- _Excerpted passage_
** begin **
Cherubini noted that autonomous cars won't necessarily be programmed to uphold the same 'values.' Often, those change with automakers depending on culture. 

"If a car is manufactured in Germany and works well in German context and culture, and is exported to China, and I think it’s not possible that this car that works in a German context will work in a Chinese context," he said.

"The ethics don’t adapt from one culture to the next."

The problems presented by the video game aren't novel either. This style of decision-making quandaries stems from what's known as the Trolley problem. In the original scenario, a runaway train is speeding toward five railway workers, and you have no way to warn them. You see a lever that will switch the tracks, but the problem is that one worker is on the alternate route. It's still one death compared to five; however, you'd be the one pulling the lever and ultimately sending one man to his death. 

The game recreates variations of this century's old problem, and players must confront the limits of their own morality. At what point do they sacrifice themselves and their wellbeing for strangers? How do they calculate a net gain when death is certain?

"It doesn’t decide what to do–it does something random," he said. "That’s a bit how we do it now. We don’t think we’re going to hit that person or that one–we panic. Then you don’t put value on people, that this person would be better [to harm] than this other person."

These questions don't stop with the hypothetical future. Automakers have already hinted at their answers. Toyota Research Institute John Hanson spoke about the struggles automakers will deal with as these technologies advance.

"What if we can build a car that’s 10 times as safe, which means 3,500 people die on the roads each year. Would we accept that?” said Hanson in a February interview, who is currently developing Toyota's self-driving technology. A lot of people say if, ‘I could save one life it would be worth it.’ But in a practical manner, though, we don’t think that would be acceptable."
** end **
- _Stored rows_
** begin **
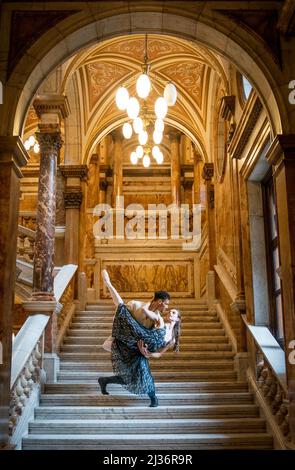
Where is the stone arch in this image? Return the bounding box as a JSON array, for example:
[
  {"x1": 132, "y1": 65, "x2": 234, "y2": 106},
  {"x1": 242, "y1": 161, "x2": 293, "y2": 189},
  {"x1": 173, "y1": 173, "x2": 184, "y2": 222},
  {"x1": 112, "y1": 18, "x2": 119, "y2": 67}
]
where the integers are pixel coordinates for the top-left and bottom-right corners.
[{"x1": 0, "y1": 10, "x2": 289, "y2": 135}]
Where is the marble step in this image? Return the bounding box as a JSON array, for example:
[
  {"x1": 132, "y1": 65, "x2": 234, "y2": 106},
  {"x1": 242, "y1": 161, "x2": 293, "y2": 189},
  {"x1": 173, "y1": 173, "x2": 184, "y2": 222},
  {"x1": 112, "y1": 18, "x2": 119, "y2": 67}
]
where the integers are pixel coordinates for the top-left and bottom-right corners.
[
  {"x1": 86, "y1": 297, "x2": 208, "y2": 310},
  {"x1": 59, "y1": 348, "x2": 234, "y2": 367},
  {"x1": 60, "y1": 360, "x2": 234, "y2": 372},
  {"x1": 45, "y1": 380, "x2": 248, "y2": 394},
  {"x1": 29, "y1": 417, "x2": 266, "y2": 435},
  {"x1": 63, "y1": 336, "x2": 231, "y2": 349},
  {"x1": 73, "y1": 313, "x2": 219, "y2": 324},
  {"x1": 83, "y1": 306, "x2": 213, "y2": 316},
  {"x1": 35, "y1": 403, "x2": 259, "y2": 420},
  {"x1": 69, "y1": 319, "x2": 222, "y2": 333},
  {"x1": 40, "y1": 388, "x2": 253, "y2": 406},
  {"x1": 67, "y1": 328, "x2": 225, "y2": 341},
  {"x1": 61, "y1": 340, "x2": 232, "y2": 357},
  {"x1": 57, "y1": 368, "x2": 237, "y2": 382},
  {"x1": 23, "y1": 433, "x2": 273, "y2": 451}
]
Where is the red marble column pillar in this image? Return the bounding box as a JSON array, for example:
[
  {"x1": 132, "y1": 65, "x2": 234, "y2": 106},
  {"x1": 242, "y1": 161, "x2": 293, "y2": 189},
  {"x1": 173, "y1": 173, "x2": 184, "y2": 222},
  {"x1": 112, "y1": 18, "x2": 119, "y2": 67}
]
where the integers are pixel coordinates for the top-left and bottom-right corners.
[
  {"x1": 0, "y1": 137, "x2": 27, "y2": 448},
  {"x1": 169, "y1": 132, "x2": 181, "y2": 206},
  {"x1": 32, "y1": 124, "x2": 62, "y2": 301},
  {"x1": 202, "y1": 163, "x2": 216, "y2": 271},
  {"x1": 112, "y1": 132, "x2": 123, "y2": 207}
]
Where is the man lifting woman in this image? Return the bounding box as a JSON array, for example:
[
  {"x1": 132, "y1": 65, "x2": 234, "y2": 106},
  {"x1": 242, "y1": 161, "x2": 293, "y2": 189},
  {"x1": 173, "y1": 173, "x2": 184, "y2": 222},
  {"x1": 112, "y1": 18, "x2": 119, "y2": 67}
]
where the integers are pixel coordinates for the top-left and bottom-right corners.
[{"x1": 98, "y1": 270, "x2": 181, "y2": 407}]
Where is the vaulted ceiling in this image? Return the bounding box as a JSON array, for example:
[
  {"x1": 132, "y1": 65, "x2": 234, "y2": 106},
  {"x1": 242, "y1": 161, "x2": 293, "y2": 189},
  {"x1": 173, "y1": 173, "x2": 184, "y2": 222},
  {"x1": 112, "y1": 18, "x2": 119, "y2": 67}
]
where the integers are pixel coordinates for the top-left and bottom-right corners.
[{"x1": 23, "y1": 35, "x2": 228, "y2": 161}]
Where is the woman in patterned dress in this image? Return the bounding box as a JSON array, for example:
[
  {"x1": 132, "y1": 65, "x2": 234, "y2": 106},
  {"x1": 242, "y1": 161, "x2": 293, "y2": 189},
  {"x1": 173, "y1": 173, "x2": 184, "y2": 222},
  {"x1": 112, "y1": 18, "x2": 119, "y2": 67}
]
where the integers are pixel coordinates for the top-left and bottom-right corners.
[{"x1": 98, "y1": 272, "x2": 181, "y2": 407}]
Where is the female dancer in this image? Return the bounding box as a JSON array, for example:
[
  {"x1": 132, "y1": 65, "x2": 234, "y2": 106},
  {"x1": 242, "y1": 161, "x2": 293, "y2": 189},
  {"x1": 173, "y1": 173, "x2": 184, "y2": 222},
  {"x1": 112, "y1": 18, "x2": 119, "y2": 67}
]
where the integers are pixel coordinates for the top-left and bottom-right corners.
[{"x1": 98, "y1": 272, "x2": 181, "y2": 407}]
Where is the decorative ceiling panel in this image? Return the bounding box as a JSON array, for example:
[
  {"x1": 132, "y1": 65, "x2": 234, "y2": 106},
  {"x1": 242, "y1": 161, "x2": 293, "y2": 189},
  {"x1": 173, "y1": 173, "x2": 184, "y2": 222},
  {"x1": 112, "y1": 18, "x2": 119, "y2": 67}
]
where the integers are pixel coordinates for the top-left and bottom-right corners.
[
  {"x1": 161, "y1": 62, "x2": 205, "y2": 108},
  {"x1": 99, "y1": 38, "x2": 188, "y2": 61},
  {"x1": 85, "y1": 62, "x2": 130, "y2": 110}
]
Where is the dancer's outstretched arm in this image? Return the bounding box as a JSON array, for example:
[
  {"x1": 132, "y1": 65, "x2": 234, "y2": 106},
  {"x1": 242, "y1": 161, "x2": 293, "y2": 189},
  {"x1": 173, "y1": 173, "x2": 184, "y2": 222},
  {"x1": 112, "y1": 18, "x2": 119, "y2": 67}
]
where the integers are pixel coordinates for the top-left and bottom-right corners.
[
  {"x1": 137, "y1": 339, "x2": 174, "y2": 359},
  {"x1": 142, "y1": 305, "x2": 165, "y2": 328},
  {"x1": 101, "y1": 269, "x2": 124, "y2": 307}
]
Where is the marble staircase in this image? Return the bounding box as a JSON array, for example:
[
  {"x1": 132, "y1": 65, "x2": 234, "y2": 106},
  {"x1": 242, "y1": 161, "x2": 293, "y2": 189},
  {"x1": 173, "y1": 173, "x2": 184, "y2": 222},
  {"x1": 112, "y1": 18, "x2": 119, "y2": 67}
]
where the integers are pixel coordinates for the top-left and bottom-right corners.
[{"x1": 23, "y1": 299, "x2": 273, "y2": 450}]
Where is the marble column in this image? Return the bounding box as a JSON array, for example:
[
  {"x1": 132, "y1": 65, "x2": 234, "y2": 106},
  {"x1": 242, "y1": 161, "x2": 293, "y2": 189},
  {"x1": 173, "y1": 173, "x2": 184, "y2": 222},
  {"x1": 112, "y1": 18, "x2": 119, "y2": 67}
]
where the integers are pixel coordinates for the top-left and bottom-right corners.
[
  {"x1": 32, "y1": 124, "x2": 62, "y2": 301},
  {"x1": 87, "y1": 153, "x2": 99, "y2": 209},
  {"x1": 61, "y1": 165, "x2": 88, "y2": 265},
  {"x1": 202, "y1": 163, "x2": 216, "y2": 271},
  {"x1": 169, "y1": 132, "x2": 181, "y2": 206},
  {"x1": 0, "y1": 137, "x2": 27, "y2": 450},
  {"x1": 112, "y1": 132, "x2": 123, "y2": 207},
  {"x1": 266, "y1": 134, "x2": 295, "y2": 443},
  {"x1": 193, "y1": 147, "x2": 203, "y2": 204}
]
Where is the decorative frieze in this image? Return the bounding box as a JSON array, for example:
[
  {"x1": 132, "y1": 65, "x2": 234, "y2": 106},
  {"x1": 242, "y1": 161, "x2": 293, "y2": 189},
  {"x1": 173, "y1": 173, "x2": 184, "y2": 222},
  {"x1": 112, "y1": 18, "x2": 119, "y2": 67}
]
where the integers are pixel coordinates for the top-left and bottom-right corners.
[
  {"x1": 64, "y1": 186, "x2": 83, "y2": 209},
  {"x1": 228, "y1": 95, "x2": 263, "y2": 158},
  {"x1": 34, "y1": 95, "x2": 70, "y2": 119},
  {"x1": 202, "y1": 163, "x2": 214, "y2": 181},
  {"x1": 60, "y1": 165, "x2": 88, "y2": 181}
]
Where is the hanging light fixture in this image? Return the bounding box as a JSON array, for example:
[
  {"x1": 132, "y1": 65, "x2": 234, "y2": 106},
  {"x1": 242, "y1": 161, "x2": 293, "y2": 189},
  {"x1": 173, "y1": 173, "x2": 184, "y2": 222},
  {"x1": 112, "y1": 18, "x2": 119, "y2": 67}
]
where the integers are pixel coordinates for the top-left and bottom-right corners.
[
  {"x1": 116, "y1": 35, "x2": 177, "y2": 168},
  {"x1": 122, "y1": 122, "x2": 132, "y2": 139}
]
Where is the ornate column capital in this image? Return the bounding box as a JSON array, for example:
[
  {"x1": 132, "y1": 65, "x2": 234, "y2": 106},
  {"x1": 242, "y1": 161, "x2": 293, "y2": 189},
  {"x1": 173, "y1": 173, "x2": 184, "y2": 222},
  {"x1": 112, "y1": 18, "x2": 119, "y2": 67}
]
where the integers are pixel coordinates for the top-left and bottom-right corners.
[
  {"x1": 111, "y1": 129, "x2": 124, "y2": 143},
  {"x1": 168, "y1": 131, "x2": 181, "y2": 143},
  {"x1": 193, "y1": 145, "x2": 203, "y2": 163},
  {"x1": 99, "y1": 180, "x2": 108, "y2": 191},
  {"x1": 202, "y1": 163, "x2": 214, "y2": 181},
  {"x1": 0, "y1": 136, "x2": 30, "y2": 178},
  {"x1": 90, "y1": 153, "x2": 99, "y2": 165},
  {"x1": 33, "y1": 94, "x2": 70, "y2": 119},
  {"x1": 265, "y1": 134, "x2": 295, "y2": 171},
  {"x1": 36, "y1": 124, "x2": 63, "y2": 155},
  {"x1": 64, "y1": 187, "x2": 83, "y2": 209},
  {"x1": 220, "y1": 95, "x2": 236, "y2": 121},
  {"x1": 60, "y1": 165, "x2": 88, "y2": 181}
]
** end **
** begin **
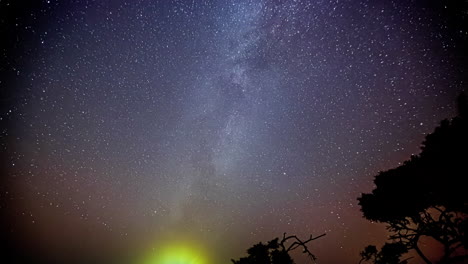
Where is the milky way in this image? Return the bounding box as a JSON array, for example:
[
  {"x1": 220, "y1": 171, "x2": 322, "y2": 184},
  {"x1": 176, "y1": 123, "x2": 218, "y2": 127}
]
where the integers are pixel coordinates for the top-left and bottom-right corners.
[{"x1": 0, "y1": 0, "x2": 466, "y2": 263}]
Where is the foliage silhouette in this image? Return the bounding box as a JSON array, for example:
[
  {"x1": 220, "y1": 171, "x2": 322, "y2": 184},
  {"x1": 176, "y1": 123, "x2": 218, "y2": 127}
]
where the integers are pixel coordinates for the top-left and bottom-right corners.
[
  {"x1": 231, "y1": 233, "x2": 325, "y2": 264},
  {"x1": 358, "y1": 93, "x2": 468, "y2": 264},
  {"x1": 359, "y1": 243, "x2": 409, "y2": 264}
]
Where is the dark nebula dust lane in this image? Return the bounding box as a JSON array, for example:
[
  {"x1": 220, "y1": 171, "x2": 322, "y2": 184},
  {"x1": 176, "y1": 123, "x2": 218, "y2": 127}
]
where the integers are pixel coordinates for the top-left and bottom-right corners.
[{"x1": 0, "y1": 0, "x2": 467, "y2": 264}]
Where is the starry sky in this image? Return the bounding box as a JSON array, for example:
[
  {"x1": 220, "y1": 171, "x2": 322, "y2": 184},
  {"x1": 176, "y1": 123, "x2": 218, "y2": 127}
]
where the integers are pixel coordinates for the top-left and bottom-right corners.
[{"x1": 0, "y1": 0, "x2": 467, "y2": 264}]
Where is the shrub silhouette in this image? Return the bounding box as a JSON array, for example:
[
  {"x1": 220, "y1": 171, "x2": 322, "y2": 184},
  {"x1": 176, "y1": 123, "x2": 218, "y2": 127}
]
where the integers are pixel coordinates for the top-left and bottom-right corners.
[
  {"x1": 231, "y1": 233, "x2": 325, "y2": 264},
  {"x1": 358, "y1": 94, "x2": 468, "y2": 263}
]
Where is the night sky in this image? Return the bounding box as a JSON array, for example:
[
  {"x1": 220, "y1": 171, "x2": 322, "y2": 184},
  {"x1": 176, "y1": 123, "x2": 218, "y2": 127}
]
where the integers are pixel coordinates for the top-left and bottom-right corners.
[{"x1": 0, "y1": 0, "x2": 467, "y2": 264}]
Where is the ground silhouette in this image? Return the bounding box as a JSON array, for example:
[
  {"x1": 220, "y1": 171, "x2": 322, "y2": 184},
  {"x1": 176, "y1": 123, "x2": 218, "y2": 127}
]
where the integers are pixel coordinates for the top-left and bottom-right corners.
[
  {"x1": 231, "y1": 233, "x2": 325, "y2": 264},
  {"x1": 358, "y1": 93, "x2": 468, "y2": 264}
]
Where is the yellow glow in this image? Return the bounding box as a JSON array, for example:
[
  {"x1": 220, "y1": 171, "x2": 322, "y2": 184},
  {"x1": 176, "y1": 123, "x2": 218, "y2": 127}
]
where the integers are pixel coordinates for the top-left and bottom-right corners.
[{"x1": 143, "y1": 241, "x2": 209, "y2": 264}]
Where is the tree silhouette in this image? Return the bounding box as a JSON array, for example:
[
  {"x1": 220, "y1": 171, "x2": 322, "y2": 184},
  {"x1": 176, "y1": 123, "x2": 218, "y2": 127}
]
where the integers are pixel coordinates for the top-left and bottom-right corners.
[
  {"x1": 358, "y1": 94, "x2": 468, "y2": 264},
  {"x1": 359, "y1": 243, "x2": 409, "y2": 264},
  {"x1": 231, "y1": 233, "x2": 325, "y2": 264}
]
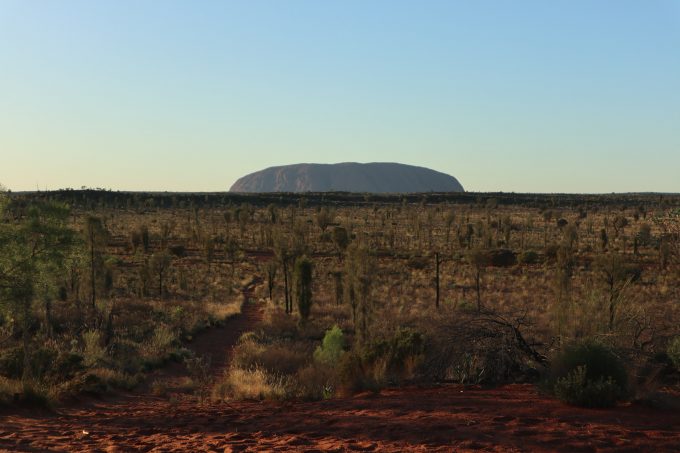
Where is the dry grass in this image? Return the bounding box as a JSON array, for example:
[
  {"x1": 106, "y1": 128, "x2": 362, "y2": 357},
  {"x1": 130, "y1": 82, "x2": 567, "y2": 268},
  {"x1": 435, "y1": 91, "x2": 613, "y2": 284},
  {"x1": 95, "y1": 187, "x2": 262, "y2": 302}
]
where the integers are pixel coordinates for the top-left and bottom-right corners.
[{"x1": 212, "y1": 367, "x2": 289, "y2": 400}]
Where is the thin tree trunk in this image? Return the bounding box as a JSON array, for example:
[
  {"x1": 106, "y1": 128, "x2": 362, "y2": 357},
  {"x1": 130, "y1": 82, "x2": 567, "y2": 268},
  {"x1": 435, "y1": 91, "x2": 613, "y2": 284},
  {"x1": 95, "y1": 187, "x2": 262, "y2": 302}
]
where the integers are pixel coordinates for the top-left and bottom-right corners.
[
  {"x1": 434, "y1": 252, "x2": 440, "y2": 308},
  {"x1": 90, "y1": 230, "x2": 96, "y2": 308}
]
** end **
** begin **
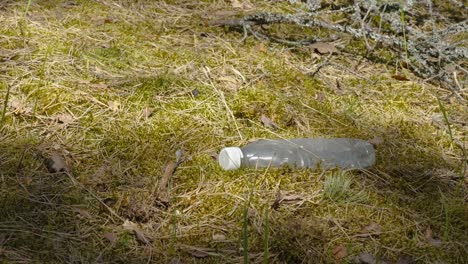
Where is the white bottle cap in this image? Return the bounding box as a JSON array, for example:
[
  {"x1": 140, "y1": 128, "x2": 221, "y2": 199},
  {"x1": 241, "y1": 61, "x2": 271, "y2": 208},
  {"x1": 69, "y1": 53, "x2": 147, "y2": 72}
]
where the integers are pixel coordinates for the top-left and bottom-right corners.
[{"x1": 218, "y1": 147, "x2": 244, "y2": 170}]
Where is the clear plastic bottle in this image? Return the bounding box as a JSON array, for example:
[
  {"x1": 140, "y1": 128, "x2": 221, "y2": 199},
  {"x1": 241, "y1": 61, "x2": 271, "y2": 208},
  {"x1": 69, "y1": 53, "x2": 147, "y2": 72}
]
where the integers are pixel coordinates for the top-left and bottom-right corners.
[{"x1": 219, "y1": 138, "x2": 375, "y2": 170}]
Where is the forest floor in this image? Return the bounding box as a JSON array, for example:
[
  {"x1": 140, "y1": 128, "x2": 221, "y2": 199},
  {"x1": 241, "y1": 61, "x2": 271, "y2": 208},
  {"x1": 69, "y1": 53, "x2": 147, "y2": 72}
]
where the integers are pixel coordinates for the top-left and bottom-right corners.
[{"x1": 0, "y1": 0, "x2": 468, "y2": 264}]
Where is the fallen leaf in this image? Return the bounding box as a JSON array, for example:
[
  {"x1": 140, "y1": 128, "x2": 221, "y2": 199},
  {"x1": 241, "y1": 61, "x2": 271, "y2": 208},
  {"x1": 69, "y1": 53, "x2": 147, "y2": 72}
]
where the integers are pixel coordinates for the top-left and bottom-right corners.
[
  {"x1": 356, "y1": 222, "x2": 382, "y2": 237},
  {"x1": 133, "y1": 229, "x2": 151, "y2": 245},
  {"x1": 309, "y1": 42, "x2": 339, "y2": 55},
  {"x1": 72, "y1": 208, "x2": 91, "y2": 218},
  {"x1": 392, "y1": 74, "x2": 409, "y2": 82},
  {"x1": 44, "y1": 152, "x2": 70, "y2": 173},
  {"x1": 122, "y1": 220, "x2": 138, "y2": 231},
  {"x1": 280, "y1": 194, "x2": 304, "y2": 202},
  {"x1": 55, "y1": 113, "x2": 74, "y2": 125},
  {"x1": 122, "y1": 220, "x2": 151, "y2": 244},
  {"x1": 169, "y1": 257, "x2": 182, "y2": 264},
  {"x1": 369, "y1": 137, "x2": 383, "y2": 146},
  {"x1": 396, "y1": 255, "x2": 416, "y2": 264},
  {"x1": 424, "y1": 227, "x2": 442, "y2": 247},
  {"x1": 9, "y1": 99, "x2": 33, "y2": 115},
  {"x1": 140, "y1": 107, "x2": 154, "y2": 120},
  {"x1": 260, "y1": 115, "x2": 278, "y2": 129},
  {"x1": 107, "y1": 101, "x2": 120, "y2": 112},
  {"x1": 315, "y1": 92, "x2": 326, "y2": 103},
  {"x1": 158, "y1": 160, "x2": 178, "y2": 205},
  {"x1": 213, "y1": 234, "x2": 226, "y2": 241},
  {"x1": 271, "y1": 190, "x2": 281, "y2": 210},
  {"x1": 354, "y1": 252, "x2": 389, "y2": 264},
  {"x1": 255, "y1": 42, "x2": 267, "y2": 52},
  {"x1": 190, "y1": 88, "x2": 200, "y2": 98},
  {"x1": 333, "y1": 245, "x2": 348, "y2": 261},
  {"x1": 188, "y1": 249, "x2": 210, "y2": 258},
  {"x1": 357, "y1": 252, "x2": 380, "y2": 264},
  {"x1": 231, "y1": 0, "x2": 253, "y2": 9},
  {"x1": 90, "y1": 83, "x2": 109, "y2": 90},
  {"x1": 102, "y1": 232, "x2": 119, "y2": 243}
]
** end **
- _Tasks to carry out_
a) Rewrite the passage on self-driving car ethics from "The problems presented" up to and including "to his death.", putting "handle" in place of "lever".
b) Please count the lines of the records that contain the string "bottle" and give only that number.
The passage on self-driving car ethics and the records come from unrelated sources.

- _Solutions to each task_
a)
The problems presented by the video game aren't novel either. This style of decision-making quandaries stems from what's known as the Trolley problem. In the original scenario, a runaway train is speeding toward five railway workers, and you have no way to warn them. You see a handle that will switch the tracks, but the problem is that one worker is on the alternate route. It's still one death compared to five; however, you'd be the one pulling the handle and ultimately sending one man to his death.

b) 2